● **Data to use**
□ □ □ □ □ □ □

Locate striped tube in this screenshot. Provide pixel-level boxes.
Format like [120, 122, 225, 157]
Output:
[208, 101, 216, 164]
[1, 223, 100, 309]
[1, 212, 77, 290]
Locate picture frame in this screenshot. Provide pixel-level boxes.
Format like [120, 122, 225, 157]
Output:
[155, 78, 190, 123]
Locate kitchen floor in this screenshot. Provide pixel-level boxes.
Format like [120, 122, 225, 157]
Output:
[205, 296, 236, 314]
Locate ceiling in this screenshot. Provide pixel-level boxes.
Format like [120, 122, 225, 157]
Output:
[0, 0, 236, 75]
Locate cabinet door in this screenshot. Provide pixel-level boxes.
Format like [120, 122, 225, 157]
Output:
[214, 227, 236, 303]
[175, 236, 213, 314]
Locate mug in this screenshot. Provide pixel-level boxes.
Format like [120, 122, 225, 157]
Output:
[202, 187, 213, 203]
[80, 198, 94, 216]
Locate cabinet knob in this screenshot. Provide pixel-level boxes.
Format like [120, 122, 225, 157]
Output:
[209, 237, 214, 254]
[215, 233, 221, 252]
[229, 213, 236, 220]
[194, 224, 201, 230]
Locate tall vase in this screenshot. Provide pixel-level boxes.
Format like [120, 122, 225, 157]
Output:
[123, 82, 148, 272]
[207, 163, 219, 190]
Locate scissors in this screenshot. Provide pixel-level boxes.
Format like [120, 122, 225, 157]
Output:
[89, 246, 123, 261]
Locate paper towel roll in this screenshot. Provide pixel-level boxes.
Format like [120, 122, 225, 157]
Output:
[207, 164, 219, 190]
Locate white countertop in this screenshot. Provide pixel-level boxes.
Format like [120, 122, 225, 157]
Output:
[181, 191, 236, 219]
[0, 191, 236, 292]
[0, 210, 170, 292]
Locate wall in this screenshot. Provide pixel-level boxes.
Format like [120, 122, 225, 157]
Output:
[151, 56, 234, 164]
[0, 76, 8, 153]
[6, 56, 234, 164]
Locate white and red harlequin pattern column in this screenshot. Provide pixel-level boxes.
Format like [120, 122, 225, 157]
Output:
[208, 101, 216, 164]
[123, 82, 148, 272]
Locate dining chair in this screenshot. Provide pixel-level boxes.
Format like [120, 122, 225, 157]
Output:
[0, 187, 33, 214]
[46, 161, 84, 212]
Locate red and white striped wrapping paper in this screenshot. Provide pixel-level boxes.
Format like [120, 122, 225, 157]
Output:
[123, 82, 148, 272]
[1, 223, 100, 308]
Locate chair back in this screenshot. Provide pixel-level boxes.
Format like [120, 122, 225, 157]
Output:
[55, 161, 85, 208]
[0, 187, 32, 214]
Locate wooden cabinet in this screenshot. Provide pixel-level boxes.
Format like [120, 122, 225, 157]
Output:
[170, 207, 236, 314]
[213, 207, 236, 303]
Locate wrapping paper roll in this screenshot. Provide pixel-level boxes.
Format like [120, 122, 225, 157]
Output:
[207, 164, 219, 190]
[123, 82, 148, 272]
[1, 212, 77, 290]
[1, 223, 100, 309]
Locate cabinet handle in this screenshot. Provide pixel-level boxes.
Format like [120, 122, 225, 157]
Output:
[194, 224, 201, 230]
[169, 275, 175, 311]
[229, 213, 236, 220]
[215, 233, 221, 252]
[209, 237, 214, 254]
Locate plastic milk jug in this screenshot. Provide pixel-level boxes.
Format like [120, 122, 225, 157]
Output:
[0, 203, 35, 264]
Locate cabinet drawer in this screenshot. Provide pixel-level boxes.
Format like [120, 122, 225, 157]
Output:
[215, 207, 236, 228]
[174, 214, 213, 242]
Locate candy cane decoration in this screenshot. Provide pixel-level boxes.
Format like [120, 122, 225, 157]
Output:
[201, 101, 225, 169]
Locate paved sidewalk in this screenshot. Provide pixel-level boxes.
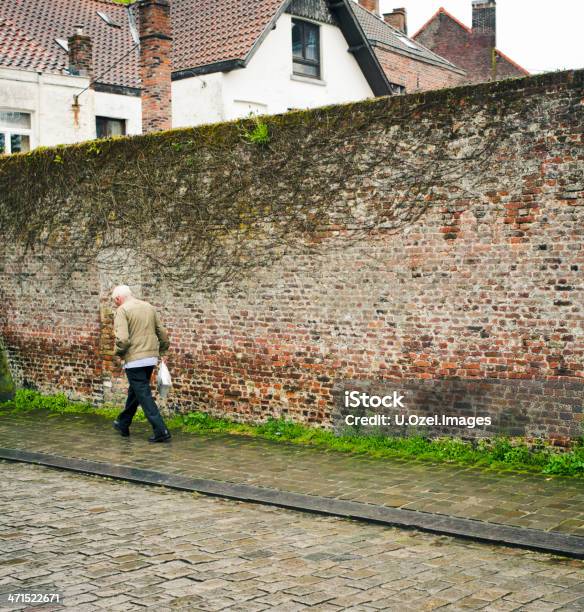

□ □ □ □ □ □ □

● **What is asked**
Retype the whole listing above word for word, without changing a single character. Leave the pictures out.

● **Worked solution**
Locate striped tube in this screenshot. Provide pixel-level boxes.
Format like [120, 122, 225, 157]
Output:
[208, 101, 216, 164]
[1, 223, 100, 309]
[1, 212, 77, 290]
Locate picture frame in this screenshot. Provide pixel-level boxes.
Format like [120, 122, 225, 157]
Output:
[155, 78, 190, 123]
Locate kitchen floor in this screenshot. Provide pixel-level boxes.
Format like [120, 122, 225, 157]
Output:
[205, 296, 236, 314]
Locate ceiling in this screenshot. Provide pixel-level boxes.
Format like [120, 122, 225, 157]
Output:
[0, 0, 236, 75]
Locate cabinet door in this screenshot. Provide pixel-level boxes.
Format like [120, 122, 225, 157]
Output:
[214, 227, 236, 303]
[175, 236, 213, 314]
Locate mug in this screenshot. Provide pixel-level boxes.
Format like [120, 122, 225, 157]
Output:
[202, 187, 213, 203]
[80, 198, 94, 216]
Locate cabinet knob in this screenshot. Provide pixel-level boxes.
Format like [120, 122, 225, 157]
Output:
[209, 237, 214, 254]
[215, 233, 221, 252]
[229, 213, 236, 220]
[194, 224, 201, 230]
Locate tall vase in this screenshot. Provide pixel-level boxes.
Format like [120, 122, 225, 157]
Output:
[123, 82, 148, 272]
[207, 163, 219, 190]
Locate scissors in this screenshot. Provide pixel-level boxes.
Format like [120, 122, 225, 157]
Output:
[89, 246, 123, 261]
Locate paper towel roll in this screenshot. Provide pixel-level boxes.
Format like [120, 122, 225, 157]
Output:
[207, 164, 219, 190]
Locate white countertop in this screenshot. Provide pixel-level boxes.
Format like [120, 122, 225, 157]
Output:
[181, 191, 236, 219]
[0, 191, 236, 292]
[0, 210, 170, 292]
Locate wall in this screenshot. Provide pixel-level boxes.
Format like [120, 122, 225, 157]
Output:
[151, 56, 234, 164]
[0, 76, 8, 153]
[6, 56, 234, 164]
Locate white and red harlequin pattern column in this screenshot. Provide pixel-level boxes.
Format like [120, 122, 225, 157]
Output:
[208, 101, 216, 164]
[123, 82, 148, 272]
Locate dining chair in this screenshot. Provide pixel-level boxes.
Format like [120, 122, 225, 157]
Output:
[0, 187, 33, 214]
[46, 161, 84, 212]
Locate red and white striped wrapping paper in this screenshot. Provide pixel-level boxes.
Format like [120, 122, 225, 157]
Output:
[123, 82, 148, 272]
[1, 223, 100, 308]
Locate chair back in this screenshot. Provide pixel-level boxes.
Format like [120, 122, 225, 157]
Output:
[55, 161, 85, 208]
[0, 187, 32, 214]
Locate wooden cabinet in this screenshot. Provide pixel-level boxes.
Format like [120, 122, 225, 157]
Output:
[170, 207, 236, 314]
[213, 207, 236, 303]
Locate wrapping paper roll in this screenshot. Provide pixel-level boxes.
Format like [120, 122, 225, 157]
Output:
[207, 164, 219, 190]
[123, 82, 148, 272]
[1, 212, 77, 290]
[1, 223, 100, 309]
Locate cabinet handle in this screenshot. Provide pixel-level boxes.
Format like [120, 122, 225, 157]
Output:
[194, 224, 201, 230]
[169, 275, 175, 311]
[229, 213, 236, 220]
[215, 233, 221, 252]
[209, 237, 214, 254]
Locate plastic milk jug in this screenshot. Provide pixel-level boxes.
Format like [120, 122, 225, 157]
Output:
[0, 203, 35, 264]
Locate cabinet drawer in this screenshot. Provide pixel-level boxes.
Format like [120, 122, 225, 157]
Output:
[215, 207, 236, 228]
[174, 214, 213, 242]
Locate candy cane decoration in this screenshot. Provide pixel-level boxes.
Format like [120, 122, 225, 157]
Output:
[201, 101, 225, 169]
Locate paved sidewalk in this screenshot. Provide pixel-level boxes.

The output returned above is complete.